> Material for the task:
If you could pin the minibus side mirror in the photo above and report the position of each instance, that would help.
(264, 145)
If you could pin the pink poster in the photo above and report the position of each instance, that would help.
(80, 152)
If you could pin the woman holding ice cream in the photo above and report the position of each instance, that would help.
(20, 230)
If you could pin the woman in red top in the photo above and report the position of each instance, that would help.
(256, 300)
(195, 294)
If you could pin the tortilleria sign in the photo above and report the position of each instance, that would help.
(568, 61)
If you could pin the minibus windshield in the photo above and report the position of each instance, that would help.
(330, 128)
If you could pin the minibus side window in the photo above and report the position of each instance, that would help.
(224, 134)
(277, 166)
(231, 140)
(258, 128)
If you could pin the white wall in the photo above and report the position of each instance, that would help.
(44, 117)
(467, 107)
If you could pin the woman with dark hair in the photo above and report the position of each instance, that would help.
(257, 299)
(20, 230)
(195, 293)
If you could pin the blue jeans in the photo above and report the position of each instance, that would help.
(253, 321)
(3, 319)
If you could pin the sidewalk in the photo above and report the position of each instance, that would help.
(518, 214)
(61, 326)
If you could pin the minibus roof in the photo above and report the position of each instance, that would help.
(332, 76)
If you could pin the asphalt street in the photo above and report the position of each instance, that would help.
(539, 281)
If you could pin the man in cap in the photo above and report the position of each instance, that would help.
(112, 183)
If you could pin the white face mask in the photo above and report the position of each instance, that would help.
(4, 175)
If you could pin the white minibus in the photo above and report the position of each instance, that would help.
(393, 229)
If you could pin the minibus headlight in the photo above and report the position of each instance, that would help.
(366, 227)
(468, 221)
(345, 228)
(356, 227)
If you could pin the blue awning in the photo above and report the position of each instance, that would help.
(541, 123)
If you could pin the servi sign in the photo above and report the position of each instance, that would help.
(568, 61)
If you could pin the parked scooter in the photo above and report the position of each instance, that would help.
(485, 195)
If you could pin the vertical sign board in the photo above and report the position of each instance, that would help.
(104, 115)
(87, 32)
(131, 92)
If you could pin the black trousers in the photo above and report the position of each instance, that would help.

> Task objective: All of the material should be copied verbatim.

> Reply:
If you could pin the minibus side mirror in the photo above and report the position of each instance, that would help.
(264, 145)
If you could pin the pink poster in the photo above and report the position of each instance, that would help.
(80, 152)
If you could pin the woman holding ice cream in the photo above and report the position of each instance, that would help.
(20, 230)
If you could pin the woman in red top in the photo above and report the position of each instance, that would help.
(256, 300)
(195, 294)
If you could pin the tortilleria sign in the photo above and report the position of each instance, that would help.
(568, 61)
If you could pin the minibus windshield in the photo above and report the position of each instance, that would help.
(330, 128)
If you could pin the minibus side window in the photo above and report the position of each instance, that would help.
(224, 134)
(277, 166)
(231, 140)
(258, 128)
If you could pin the white wall in the photo above and report the position of each instance, that would help.
(44, 117)
(467, 107)
If you could pin the woman with dark hair in the photo above and report the position of each instance, that would help.
(257, 299)
(20, 230)
(195, 293)
If you could pin the blue jeans in the photo above and report the position of each instance, that would help.
(253, 321)
(3, 319)
If you could pin the sidewalk in the photo above and report the position of each instance, that would help.
(518, 214)
(61, 326)
If you could pin the minibus roof in the photo above and report the position of each instance, that would help.
(332, 76)
If you could pin the asphalt street in the photo above and report the position of each instance, that would help.
(539, 281)
If you could pin the man in cap in the photo above and report the position of each instance, that would help.
(112, 183)
If you could pin the white face mask in the photo above and report the position of each instance, that would help.
(4, 175)
If you could pin the white minibus in the photo above and report the position of each instance, that would help.
(393, 229)
If you could pin the minibus headlight in the photo above and report the position of each instance, that would help.
(366, 227)
(468, 221)
(345, 228)
(356, 227)
If you could pin the blue awning in the photo above and report the position of each instance, that would help.
(541, 123)
If you could pin the servi sign in the photo above and report the position of each instance, that would help.
(568, 61)
If you could pin the parked scooter in the photo above and report the position of each instance, that would help.
(485, 195)
If you could pin the vertical sign board in the photo above and report the position of each instance, that would help.
(104, 115)
(87, 32)
(131, 92)
If you could pin the black trousers in the photo above and report the position of each instance, that would help.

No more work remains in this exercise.